* _Natural-language object grounding data_:
┄┄┄┄┄┄

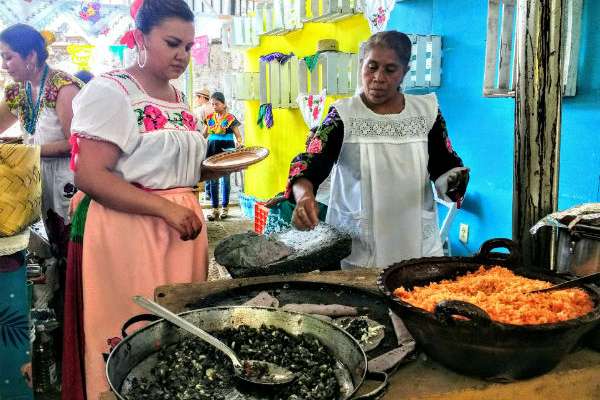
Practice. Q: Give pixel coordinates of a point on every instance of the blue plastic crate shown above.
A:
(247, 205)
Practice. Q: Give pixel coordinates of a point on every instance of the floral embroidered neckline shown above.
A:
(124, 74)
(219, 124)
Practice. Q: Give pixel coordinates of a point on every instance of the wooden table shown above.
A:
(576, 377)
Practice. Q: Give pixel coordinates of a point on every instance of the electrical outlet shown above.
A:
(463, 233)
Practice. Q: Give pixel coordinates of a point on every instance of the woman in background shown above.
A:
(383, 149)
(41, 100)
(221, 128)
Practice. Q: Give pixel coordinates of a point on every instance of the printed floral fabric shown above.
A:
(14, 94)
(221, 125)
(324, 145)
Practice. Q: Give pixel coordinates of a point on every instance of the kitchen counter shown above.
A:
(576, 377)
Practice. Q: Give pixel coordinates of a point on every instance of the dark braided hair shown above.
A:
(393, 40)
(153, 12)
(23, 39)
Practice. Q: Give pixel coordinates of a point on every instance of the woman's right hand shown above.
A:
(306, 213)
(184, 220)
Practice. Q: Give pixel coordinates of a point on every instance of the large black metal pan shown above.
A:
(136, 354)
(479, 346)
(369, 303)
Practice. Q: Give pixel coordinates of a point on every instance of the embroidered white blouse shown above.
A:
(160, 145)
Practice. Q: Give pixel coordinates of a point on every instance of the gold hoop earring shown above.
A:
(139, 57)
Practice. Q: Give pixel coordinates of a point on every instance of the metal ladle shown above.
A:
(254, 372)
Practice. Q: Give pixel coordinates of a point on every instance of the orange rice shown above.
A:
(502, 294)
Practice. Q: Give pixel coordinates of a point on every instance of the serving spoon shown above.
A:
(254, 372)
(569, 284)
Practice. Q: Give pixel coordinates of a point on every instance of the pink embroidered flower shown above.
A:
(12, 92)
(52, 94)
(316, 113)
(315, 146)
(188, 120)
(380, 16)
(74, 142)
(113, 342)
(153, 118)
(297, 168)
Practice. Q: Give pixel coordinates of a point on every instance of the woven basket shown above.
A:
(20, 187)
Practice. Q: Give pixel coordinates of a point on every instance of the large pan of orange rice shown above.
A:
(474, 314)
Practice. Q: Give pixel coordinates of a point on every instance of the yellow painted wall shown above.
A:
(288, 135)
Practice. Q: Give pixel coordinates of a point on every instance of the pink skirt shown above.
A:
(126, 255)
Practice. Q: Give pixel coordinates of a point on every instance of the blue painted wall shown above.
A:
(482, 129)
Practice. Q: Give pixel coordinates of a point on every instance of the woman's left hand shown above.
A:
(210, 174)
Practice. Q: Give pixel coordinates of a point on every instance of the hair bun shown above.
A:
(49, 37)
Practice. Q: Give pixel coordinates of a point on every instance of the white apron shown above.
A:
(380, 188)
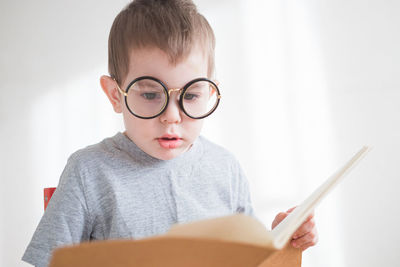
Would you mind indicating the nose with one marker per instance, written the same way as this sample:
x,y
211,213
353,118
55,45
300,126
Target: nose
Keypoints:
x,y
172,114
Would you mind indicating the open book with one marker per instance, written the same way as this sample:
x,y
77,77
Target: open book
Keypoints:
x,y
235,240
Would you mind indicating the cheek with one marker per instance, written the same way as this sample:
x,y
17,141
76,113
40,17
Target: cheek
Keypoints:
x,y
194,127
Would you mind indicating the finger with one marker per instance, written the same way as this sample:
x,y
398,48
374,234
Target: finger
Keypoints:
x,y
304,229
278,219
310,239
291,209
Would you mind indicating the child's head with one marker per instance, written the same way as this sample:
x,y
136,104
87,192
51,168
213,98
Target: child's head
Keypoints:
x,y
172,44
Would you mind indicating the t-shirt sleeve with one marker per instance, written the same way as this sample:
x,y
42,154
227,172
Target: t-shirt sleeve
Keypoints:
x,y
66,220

┄┄┄┄┄┄

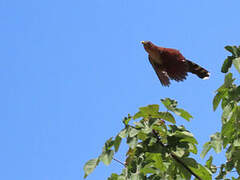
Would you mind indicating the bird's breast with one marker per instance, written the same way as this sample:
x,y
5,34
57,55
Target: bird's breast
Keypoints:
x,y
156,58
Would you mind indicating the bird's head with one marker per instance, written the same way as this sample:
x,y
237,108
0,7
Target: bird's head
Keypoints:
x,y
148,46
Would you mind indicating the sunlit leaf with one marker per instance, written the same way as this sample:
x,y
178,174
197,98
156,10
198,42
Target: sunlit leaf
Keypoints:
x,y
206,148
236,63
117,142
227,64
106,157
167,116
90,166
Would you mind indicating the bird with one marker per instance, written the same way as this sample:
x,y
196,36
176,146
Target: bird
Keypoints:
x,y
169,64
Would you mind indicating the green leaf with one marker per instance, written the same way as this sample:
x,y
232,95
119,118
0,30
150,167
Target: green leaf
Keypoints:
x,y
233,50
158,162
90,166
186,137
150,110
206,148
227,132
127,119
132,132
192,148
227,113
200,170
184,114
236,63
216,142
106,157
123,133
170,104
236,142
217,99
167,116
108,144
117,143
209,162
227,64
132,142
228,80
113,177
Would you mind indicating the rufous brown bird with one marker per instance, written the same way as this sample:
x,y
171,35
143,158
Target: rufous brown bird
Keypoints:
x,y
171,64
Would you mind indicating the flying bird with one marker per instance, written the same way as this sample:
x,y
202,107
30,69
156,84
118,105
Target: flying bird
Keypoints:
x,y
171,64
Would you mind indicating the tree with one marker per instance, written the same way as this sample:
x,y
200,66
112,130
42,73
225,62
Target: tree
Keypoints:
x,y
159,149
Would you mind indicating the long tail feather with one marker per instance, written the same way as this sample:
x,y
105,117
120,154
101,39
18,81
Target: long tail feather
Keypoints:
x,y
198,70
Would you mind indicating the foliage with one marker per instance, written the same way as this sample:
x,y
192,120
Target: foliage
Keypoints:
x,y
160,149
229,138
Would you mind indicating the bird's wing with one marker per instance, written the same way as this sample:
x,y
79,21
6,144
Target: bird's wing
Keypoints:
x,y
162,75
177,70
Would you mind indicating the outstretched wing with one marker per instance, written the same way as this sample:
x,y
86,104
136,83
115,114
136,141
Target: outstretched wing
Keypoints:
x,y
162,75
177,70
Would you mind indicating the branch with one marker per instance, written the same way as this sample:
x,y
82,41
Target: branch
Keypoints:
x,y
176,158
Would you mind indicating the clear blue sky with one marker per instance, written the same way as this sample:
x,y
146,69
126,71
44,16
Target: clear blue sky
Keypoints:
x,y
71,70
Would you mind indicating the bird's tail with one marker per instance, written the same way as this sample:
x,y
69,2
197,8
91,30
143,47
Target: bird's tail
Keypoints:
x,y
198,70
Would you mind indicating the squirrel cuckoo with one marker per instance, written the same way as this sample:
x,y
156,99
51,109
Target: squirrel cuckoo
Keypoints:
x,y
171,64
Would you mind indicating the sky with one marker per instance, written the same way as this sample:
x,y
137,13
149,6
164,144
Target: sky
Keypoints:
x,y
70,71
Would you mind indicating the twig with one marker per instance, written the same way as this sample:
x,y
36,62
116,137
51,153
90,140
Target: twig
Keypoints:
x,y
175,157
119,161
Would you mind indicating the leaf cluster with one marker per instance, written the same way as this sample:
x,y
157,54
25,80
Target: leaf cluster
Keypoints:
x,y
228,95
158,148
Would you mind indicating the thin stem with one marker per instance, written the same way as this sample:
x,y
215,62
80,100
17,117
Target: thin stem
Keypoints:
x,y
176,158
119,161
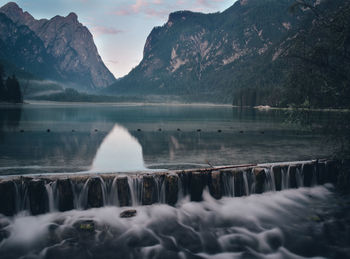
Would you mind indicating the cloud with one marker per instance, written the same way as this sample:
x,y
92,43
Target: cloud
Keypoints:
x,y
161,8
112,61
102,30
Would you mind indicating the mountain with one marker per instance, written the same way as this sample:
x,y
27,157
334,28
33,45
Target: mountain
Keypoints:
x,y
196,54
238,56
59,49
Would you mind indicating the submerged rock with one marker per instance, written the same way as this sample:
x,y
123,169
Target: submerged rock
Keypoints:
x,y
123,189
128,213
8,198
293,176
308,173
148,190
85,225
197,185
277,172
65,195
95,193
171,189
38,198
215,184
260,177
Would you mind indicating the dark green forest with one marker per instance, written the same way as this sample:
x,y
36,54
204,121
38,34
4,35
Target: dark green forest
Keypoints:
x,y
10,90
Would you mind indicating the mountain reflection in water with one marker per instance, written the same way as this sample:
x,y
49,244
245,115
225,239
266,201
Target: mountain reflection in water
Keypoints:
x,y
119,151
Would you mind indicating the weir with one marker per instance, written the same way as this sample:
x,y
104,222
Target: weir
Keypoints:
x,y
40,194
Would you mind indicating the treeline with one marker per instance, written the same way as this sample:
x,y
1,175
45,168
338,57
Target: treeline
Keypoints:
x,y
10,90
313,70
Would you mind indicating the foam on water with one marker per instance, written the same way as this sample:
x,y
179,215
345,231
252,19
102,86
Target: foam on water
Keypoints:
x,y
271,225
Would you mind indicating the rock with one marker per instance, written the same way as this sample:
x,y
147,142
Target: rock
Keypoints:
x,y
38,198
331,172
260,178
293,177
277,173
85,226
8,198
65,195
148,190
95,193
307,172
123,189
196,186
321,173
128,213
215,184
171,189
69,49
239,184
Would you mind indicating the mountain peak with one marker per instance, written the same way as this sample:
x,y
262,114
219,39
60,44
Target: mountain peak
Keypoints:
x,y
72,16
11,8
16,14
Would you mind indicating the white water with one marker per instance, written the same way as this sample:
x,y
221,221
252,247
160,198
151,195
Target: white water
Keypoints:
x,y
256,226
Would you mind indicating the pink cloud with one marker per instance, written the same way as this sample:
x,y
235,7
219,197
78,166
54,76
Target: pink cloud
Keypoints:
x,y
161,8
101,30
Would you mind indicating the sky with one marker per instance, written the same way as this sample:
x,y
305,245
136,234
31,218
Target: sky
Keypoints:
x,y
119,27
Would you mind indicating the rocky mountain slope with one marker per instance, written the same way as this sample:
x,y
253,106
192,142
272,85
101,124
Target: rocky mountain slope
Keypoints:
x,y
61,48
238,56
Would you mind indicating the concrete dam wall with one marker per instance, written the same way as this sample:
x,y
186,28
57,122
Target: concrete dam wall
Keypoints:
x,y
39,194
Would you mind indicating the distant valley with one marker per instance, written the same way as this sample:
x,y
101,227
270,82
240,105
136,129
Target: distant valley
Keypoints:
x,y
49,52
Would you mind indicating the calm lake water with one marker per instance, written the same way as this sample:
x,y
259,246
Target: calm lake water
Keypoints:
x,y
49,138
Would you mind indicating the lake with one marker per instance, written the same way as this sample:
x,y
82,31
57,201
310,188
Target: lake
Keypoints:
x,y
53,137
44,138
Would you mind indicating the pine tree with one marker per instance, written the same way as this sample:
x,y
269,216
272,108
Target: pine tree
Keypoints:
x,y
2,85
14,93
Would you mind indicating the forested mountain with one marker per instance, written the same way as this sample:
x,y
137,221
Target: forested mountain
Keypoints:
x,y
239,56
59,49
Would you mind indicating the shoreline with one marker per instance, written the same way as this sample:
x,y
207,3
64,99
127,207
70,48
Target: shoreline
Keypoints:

┄┄┄┄┄┄

* _Exercise_: For the string "branch", go through the entries above and copy each line where it occurs.

* _The completed task_:
Would you mind indicating the branch with one marker per instance, written the same way as this sample:
Target: branch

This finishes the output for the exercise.